#### PROVIDED DATA
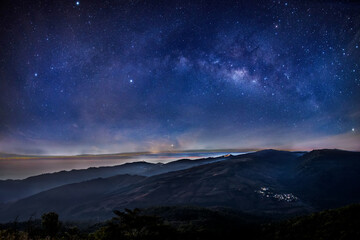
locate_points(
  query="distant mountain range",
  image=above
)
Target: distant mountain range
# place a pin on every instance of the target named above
(267, 183)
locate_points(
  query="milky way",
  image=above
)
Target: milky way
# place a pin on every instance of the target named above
(115, 76)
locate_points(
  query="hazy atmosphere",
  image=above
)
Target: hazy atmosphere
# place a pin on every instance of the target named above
(123, 76)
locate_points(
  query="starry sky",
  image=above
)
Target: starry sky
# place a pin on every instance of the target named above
(131, 75)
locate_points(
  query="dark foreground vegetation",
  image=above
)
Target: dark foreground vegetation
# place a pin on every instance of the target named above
(192, 223)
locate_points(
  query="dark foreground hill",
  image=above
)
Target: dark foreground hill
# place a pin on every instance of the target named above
(12, 190)
(275, 184)
(193, 223)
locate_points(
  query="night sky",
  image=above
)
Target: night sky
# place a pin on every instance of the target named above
(123, 76)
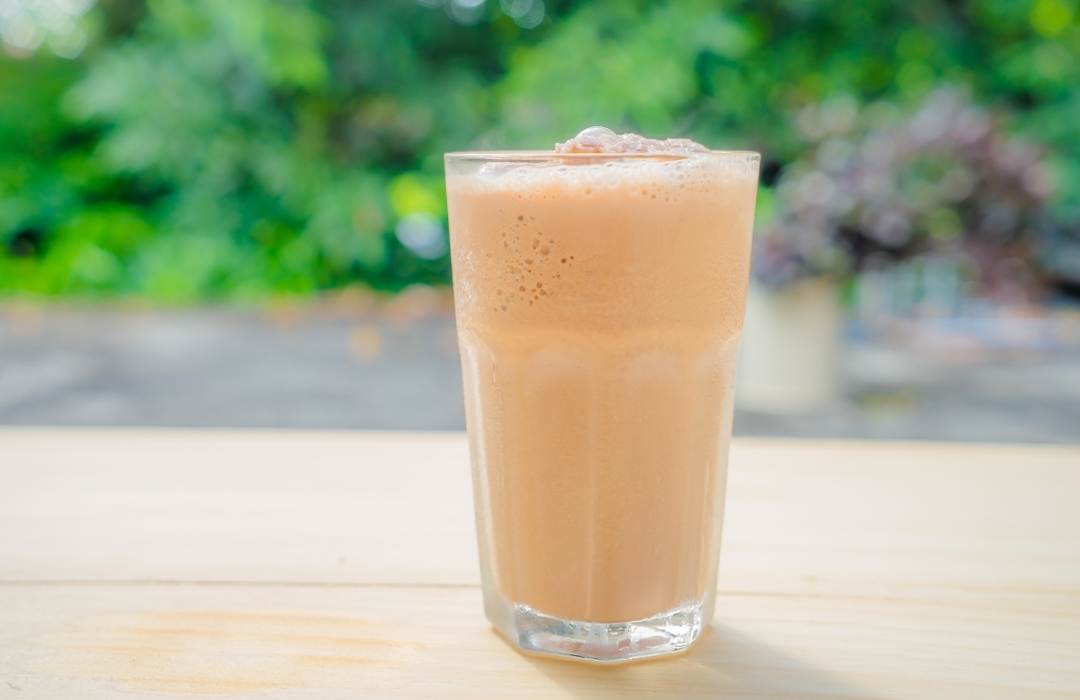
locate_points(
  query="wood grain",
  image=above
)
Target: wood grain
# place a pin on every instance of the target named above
(341, 565)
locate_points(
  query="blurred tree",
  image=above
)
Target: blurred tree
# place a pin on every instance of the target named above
(202, 149)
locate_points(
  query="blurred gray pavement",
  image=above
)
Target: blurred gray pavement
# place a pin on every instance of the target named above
(396, 367)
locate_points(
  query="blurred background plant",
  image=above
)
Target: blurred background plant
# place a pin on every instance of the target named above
(190, 150)
(877, 186)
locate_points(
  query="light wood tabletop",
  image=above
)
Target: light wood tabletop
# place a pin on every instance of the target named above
(341, 565)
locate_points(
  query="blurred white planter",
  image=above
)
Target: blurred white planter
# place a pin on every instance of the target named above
(791, 348)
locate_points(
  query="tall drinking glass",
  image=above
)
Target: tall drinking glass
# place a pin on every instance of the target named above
(599, 301)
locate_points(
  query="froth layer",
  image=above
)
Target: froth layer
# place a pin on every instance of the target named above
(670, 173)
(602, 139)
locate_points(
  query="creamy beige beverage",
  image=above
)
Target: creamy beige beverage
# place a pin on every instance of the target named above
(599, 301)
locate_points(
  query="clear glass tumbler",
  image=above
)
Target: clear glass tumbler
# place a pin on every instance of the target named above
(599, 301)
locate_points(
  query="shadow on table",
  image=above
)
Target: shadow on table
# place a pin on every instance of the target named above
(724, 663)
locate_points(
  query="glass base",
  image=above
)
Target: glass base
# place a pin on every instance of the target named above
(535, 632)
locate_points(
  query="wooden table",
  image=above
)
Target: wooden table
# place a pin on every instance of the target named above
(342, 565)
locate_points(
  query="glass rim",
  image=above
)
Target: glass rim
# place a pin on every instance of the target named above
(548, 156)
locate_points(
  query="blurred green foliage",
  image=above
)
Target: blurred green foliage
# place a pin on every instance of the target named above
(202, 149)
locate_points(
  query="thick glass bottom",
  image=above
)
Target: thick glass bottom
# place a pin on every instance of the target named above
(534, 632)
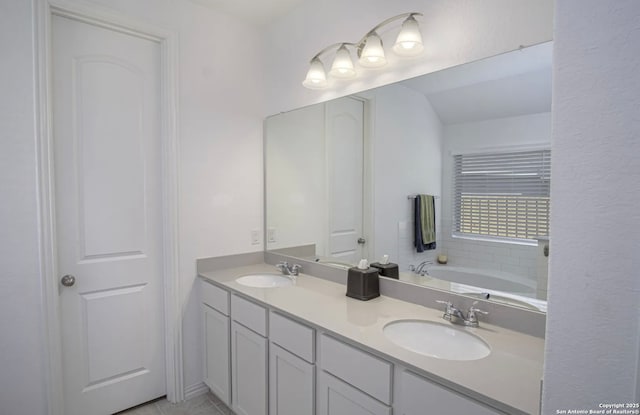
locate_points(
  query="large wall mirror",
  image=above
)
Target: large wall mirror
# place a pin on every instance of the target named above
(341, 177)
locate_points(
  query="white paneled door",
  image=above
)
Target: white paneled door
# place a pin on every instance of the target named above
(106, 139)
(345, 178)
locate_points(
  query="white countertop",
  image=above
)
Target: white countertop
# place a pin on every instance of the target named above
(509, 375)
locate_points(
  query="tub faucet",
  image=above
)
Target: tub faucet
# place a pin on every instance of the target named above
(421, 268)
(287, 269)
(454, 315)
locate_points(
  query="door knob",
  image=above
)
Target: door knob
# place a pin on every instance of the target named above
(68, 280)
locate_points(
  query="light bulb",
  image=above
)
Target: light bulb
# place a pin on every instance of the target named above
(372, 55)
(342, 66)
(316, 76)
(409, 40)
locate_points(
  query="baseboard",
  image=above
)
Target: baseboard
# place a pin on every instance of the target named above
(197, 389)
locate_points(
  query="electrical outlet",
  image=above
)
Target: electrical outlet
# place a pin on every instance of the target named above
(271, 235)
(255, 237)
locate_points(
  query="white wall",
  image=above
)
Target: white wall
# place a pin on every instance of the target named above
(497, 134)
(22, 387)
(220, 145)
(296, 178)
(591, 352)
(454, 32)
(406, 145)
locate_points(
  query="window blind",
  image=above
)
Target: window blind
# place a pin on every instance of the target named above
(502, 195)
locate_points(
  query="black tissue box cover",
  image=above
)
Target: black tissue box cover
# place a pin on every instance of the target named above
(387, 270)
(363, 284)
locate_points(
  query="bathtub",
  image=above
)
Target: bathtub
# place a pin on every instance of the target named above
(502, 287)
(488, 279)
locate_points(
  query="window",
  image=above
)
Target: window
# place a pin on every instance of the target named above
(502, 196)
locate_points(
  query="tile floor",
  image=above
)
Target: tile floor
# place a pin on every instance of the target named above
(207, 404)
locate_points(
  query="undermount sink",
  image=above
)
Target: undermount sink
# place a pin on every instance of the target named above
(436, 340)
(265, 280)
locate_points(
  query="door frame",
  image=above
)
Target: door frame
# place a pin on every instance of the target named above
(44, 10)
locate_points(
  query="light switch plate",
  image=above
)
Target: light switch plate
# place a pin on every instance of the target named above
(255, 237)
(271, 235)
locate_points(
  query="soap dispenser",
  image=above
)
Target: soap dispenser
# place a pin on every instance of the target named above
(363, 282)
(386, 268)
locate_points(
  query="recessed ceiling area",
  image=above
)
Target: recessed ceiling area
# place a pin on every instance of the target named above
(508, 85)
(254, 11)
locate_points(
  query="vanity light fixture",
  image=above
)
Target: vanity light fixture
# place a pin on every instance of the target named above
(369, 49)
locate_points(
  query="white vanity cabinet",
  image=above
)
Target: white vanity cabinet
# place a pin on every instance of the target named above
(420, 396)
(215, 317)
(249, 357)
(291, 367)
(352, 381)
(262, 361)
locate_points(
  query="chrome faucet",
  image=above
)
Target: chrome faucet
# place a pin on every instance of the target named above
(421, 269)
(454, 315)
(292, 270)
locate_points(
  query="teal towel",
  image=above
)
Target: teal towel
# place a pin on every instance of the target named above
(428, 219)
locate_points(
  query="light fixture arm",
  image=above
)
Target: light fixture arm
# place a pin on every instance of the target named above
(369, 50)
(332, 47)
(360, 44)
(386, 22)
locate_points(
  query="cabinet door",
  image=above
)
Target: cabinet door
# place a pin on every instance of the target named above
(248, 371)
(419, 396)
(216, 353)
(339, 398)
(291, 383)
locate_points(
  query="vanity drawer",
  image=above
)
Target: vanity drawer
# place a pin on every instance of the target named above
(215, 297)
(292, 336)
(356, 367)
(249, 314)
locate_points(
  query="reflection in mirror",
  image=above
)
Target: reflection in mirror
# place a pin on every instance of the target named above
(342, 176)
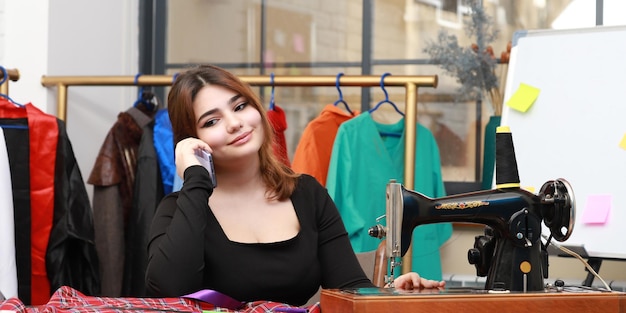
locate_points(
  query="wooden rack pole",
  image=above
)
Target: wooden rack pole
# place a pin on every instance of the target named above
(13, 75)
(410, 83)
(62, 82)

#### WORK TO BE COMPLETED
Output the data above without changes, apart from leaving out the pictures.

#### RESULT FOR THIS TASK
locate_points(
  query="distant mountain range",
  image=above
)
Target: distant mountain range
# place a pin on every instance of the target named above
(267, 183)
locate_points(
  query="milky way",
  image=above
)
Target: milky way
# place a pin on every instance of the target named above
(115, 76)
locate_points(
  query="hazy atmosphere",
  image=above
)
Target: hazy atmosphere
# place a pin on every instance of the target named above
(123, 76)
locate_points(
  query="starry sky",
  image=above
)
Target: starry sky
# place a pin on every instance of the target named above
(131, 75)
locate_points(
  query="dark foreground vegetation",
  image=above
)
Target: dark foreground vegetation
# place a pin on every instance of the target named above
(192, 223)
locate_points(
  query="dark foreground hill",
  image=above
)
Target: dark foreground hill
# place a pin on every instance of the target named above
(12, 190)
(275, 184)
(193, 223)
locate_points(
  query="night sky",
  image=above
)
Target: night sky
# place a pin on every instance of the target named above
(123, 76)
locate_points(
  query="wood grain",
  image=above
)
Target: wood grain
# place a pin on every instance of the target named above
(341, 565)
locate_points(
  query="blurred tree",
  image=above
)
Target: blurred tree
# place a pin on every instance of the target named above
(202, 149)
locate_points(
  query="blurred gray pavement",
  image=above
)
Target: blurred gray pavement
# place a pin on every instance of the target named above
(396, 367)
locate_points(
  query="blurred background plant",
  image=above
)
Target: blurred background plant
# place a pin on every instance of the target named above
(190, 150)
(877, 186)
locate_points(
  query="light wood tabletop",
  image=above
)
Target: light wood tabletop
# place a pin on every instance of the target named above
(341, 565)
locate_points(
  query="blurred white planter",
  image=above
)
Target: blurred white planter
# place a pin on every instance of the target named above
(791, 348)
locate_points(
  query="tall drinking glass",
  image=above
)
Target: tall drinking glass
# place a pin on every instance of the target named above
(599, 301)
locate_points(
  query="froth layer",
  image=above
)
Target: froth layer
# place a pin on every instance of the target named above
(670, 173)
(602, 139)
locate_points(
  query="creamy beige beverage",
  image=above
)
Target: creamy beige beverage
# place a pin on every instance of the target named above
(599, 301)
locate_points(
  query="clear glass tumbler",
  image=above
)
Target: clear glass tumbler
# place a pin on every instance of the target named above
(599, 301)
locate_points(
  query="shadow on table",
  image=above
)
Target: shadow on table
# place a pin on every instance of the target named above
(724, 663)
locate_points(
  query="glass base",
  image=above
)
Target: glass base
# place a pin on every instance of the target named above
(535, 632)
locate_points(
  query="wooden table",
  image=above
)
Target: wooden table
# place a pin on every instance of the target named above
(342, 565)
locate_points(
  query="glass rim",
  image=above
)
Target: glass rim
# place a pin on every instance of the target named above
(548, 156)
locate_points(
  query="blurred green foliage",
  image=above
)
Target: blurred green foliage
# place a pin on every instance of the target named above
(202, 149)
locate_points(
  query="thick glass bottom",
  image=above
)
Target: thick glass bottom
# place a pin on every instance of the target named above
(534, 632)
locate_points(
  query="large wall mirror",
  image=above
)
Target: large wall mirror
# place a pin on every instance of the target named above
(341, 177)
locate_points(
  query="white paneled door",
  image=above
)
Target: white paneled door
# place a pin on every instance of the target named above
(106, 139)
(345, 178)
locate_points(
  query="white countertop",
  image=above
)
Target: white countertop
# place a pin on every instance of the target named above
(509, 375)
locate_points(
  query="tub faucet",
  image=above
)
Target: tub faucet
# place a pin on every instance of the target named above
(421, 268)
(287, 269)
(454, 315)
locate_points(
  query="door knob",
  image=above
)
Target: door knob
# place a pin on every instance of the target named above
(68, 280)
locate_points(
  query="light bulb",
  image=above
)
Target: light bulb
# place a pin on every instance of the target named above
(372, 55)
(342, 66)
(316, 76)
(409, 40)
locate_points(
  query="baseboard",
  image=above
)
Target: baseboard
# place a pin on every instance of the target named above
(197, 389)
locate_points(
  query="electrical outlet",
  image=above
)
Target: electrical outlet
# place a pin on every instance of the target named above
(271, 235)
(255, 237)
locate_points(
  query="white wall",
  image=above
)
Target: white wall
# place a pin on every instance of the target named above
(497, 134)
(22, 387)
(220, 145)
(296, 178)
(591, 352)
(454, 32)
(406, 145)
locate_points(
  query="window blind",
  image=above
)
Target: window blind
# place a pin on every instance of the target named above
(502, 195)
locate_points(
  query="black tissue box cover",
  image=above
)
Target: black tissue box cover
# place a pin on every instance of the target named above
(387, 270)
(363, 284)
locate_points(
  query="bathtub",
  image=above
)
Target: bathtub
# place a pin on every instance of the target named above
(502, 287)
(488, 279)
locate_points(
  query="window",
  image=above
)
Target: window
# place a pin on every instance of the target named above
(502, 196)
locate_points(
  query="tile floor",
  image=above
)
Target: tile floor
# place a pin on every instance of the target named above
(207, 404)
locate_points(
  query="undermount sink",
  image=above
)
Target: undermount sink
# place a pin on every instance of the target named above
(436, 340)
(265, 280)
locate_points(
  query="door frame",
  image=above
)
Target: door frame
# place a pin on every instance of the target named above
(44, 10)
locate_points(
  query="light switch plate",
  image=above
)
Target: light switch plate
# place a pin on every instance of the target named above
(255, 237)
(271, 235)
locate_points(
  query="soap dispenser",
  image=above
)
Target: soap dispenser
# place a pin on every instance of the target named above
(363, 282)
(386, 268)
locate_points(
  query="recessed ceiling area",
  image=above
)
Target: recessed ceiling area
# place a pin on every instance of the target named above
(508, 85)
(254, 11)
locate_points(
  query="vanity light fixture",
  image=above
)
Target: vanity light fixture
# place a pin on every instance of the target named above
(369, 49)
locate_points(
  query="white vanity cabinet",
  image=above
)
Target: white vanity cabinet
# place a pin on every instance of the target named above
(420, 396)
(215, 317)
(249, 357)
(291, 367)
(352, 381)
(262, 361)
locate_points(
  query="chrome faucet",
  image=above
)
Target: chrome faucet
# place a pin on every instance of the target named above
(421, 269)
(454, 315)
(292, 270)
locate_points(
  query="teal towel",
  image=above
)
Target: teal towel
# place a pin on every instance of the target named above
(428, 219)
locate_points(
  query="light fixture arm",
  image=above
)
Target: light fixture arm
# place a pin on every instance of the target named above
(369, 50)
(332, 47)
(360, 44)
(386, 22)
locate_points(
  query="cabinet door",
  image=above
)
Target: cabinet door
# place a pin on every instance of the target named above
(248, 371)
(419, 396)
(216, 353)
(339, 398)
(291, 383)
locate_points(
  query="vanity drawer",
  image=above
)
Target: vanity drawer
# place a pin on every instance of the target named above
(215, 297)
(292, 336)
(356, 367)
(249, 314)
locate_points(
  query="reflection in mirror",
  image=above
)
Target: reflection in mirror
# place a pin on every instance of the target named above
(342, 176)
locate_points(
  query="wooden rack pole",
  image=above
)
Target: wooden rack pole
# place a pin on every instance of the target named above
(13, 75)
(410, 83)
(62, 82)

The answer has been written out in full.